### EXCERPTED TEXT
○ ○ ○ ○

Feeling loved opens up new possibilities for teshuvah. It is a very difficult for someone who feels judged and criticized to embrace change, even if they know they need to change. Often our capacity for change is not simply a measure of the strength of our will, but is also dependent upon how worthy we feel, how capable of being good, and how much loved.

Sukkot is not just a season of joy, but also a season of love and embrace, enabling repentance to be based not just on what we fear if we sin, but also on our love for the good, for one another and for God.

A plan for action: Teshuvah on the Days of Awe is focused on the many things we did that we should not have done. There is a literal litany of thou shalt nots that we went ahead and did anyway, and the focus of teshuvah is often on promising not to do these things again.

But is repentance only about refraining from evil? The verse says “Refrain from evil and do good.” (Psalm 34:15), and Sukkot enables us to fulfill the second part of this verse by adding a plan for positive action to our promises to refrain from doing harm.

The offering of first fruits brought to the Temple in ancient times starts off with an acknowledgment of the bounty that God has provided to the individual bringing the offering, but it ends with this directive:

And you shall enjoy, together with the Levite and the stranger in your midst, all the bounty that the LORD your God has bestowed upon you and your household.

○ ○ ○ ○

### DATA SECTION
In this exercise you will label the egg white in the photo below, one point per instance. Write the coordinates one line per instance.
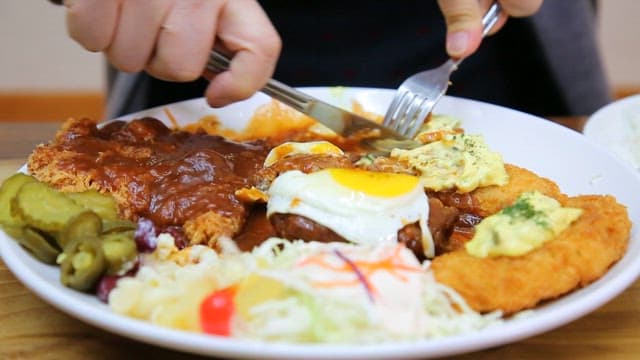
(356, 216)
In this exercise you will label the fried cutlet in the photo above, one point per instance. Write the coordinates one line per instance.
(488, 200)
(576, 257)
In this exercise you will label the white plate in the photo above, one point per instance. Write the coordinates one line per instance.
(617, 127)
(576, 164)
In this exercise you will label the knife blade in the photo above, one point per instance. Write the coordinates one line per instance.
(337, 119)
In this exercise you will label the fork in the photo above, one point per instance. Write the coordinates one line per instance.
(418, 94)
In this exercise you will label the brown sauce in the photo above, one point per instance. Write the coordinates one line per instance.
(171, 176)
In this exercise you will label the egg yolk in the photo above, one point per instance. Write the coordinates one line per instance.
(375, 183)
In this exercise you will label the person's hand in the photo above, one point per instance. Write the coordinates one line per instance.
(464, 21)
(171, 40)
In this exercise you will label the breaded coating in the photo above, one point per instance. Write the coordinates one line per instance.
(169, 176)
(576, 257)
(491, 199)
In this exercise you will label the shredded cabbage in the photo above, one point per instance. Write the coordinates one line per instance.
(323, 301)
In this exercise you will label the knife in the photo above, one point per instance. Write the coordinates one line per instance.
(339, 120)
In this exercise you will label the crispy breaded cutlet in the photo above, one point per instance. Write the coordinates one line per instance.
(171, 177)
(488, 200)
(578, 256)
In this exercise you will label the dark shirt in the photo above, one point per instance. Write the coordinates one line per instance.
(380, 43)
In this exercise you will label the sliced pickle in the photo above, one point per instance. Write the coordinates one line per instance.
(42, 207)
(38, 245)
(83, 263)
(8, 191)
(120, 251)
(109, 226)
(103, 205)
(86, 224)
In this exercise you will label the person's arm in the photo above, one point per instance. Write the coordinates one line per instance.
(171, 40)
(464, 21)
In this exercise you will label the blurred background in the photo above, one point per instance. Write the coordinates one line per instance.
(45, 76)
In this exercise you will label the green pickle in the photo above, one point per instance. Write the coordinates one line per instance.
(86, 224)
(38, 244)
(120, 251)
(83, 263)
(42, 207)
(109, 226)
(8, 191)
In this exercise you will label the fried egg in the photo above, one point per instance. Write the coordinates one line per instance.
(363, 207)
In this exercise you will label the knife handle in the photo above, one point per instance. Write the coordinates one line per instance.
(219, 62)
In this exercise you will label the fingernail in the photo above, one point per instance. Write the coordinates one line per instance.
(457, 43)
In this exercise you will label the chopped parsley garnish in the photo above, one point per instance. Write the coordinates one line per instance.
(522, 209)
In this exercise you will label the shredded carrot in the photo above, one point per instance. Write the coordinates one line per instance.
(362, 269)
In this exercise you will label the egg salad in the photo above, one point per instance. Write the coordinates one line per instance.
(524, 226)
(460, 162)
(363, 207)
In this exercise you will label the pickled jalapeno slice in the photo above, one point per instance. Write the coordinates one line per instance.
(83, 263)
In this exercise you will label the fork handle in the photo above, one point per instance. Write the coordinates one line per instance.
(490, 18)
(218, 62)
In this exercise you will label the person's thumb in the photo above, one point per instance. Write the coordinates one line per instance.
(464, 26)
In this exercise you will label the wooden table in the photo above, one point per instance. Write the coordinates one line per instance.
(30, 328)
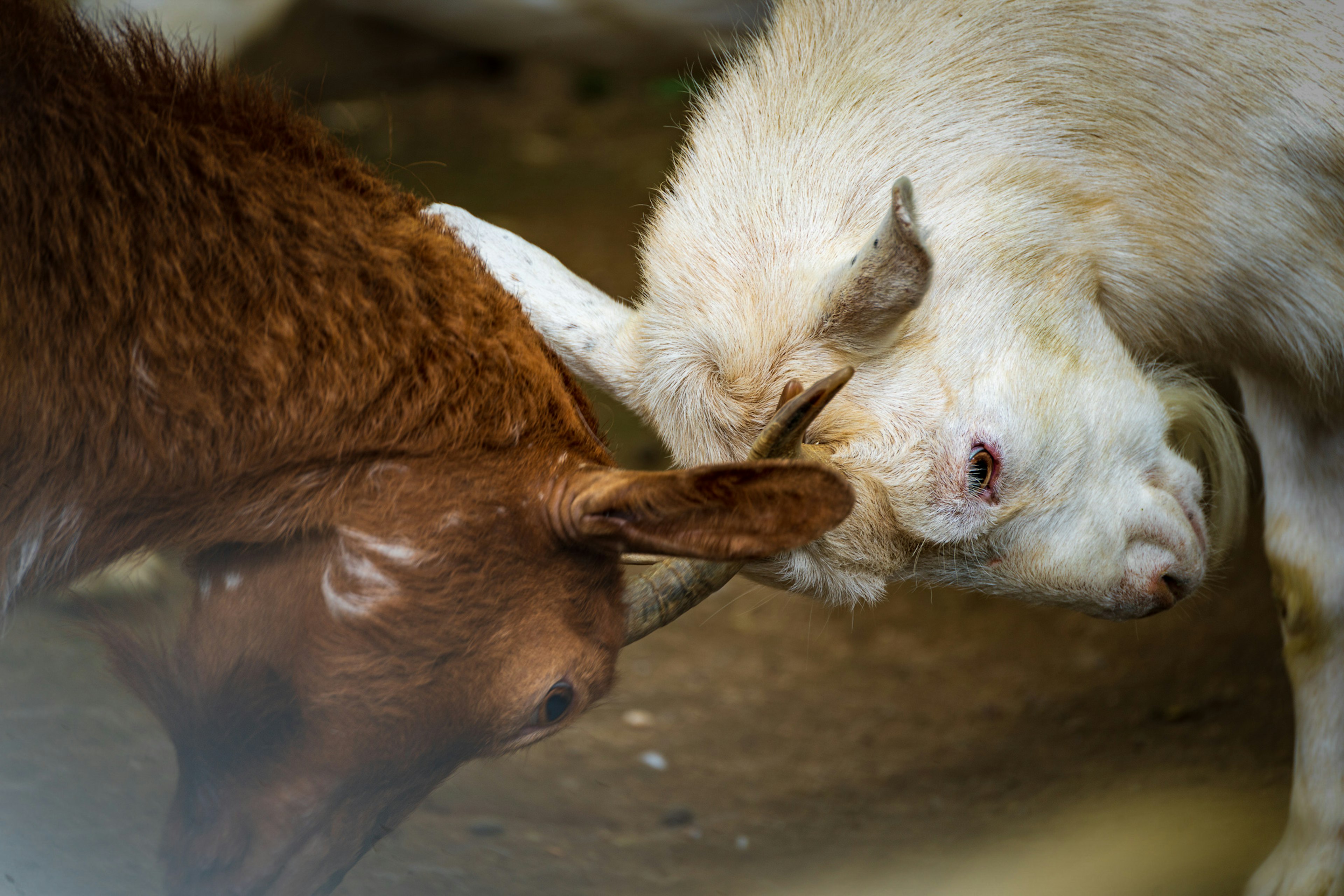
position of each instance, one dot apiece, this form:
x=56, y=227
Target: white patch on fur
x=354, y=584
x=398, y=551
x=555, y=299
x=45, y=547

○ ○ ○ ○

### DIRECTIONS
1) Translate this sentence from the Sukkot passage into Spanish: "But is repentance only about refraining from evil?"
2) Which verse of Psalms does the Sukkot passage quote, and what are its words?
3) Extend the Sukkot passage from where it stops.
The data stands apart from the Sukkot passage and is separate material.

### ANSWERS BELOW
1) Pero, ¿el arrepentimiento consiste solo en abstenerse del mal?

2) It quotes Psalm 34:15: "Refrain from evil and do good."

3)
When you have set aside in full the tenth part of your yield—in the third year, the year of the tithe—and have given it to the Levite, the stranger, the fatherless, and the widow, that they may eat their fill in your settlements…(Deuteronomy 26:11-12).

Reconciling for wrongs requires not just refraining from committing acts of evil. It also requires acts of positive good in which we walk in God’s ways by modeling the love and caring God shows for us, enabling others to feel cared for, worthy and loved, and perhaps creating a basis for them to feel secure and safe enough to undertake their own challenges of repentance.

Movement from individual to collective action: Finally, while repentance during the Days of Awe has moments of communal focus (‘we have transgressed, we have sinned’), the overall mood of this period is intensely personal and introspective. Most of us think of repentance as act of personal spiritual rectification. And yet, what good is fixing ourselves if we do not also address the social structures that create collective sins like racism, poverty and climate change?

Sukkot takes us beyond the individual stock-taking and self-repair of the High Holidays and reminds us that we are all together in the same impermanent dwelling . We built this house together, and the impermanent nature of the booths we dwell in reminds us that no structure we have built is a part of nature that cannot be rebuilt and improved.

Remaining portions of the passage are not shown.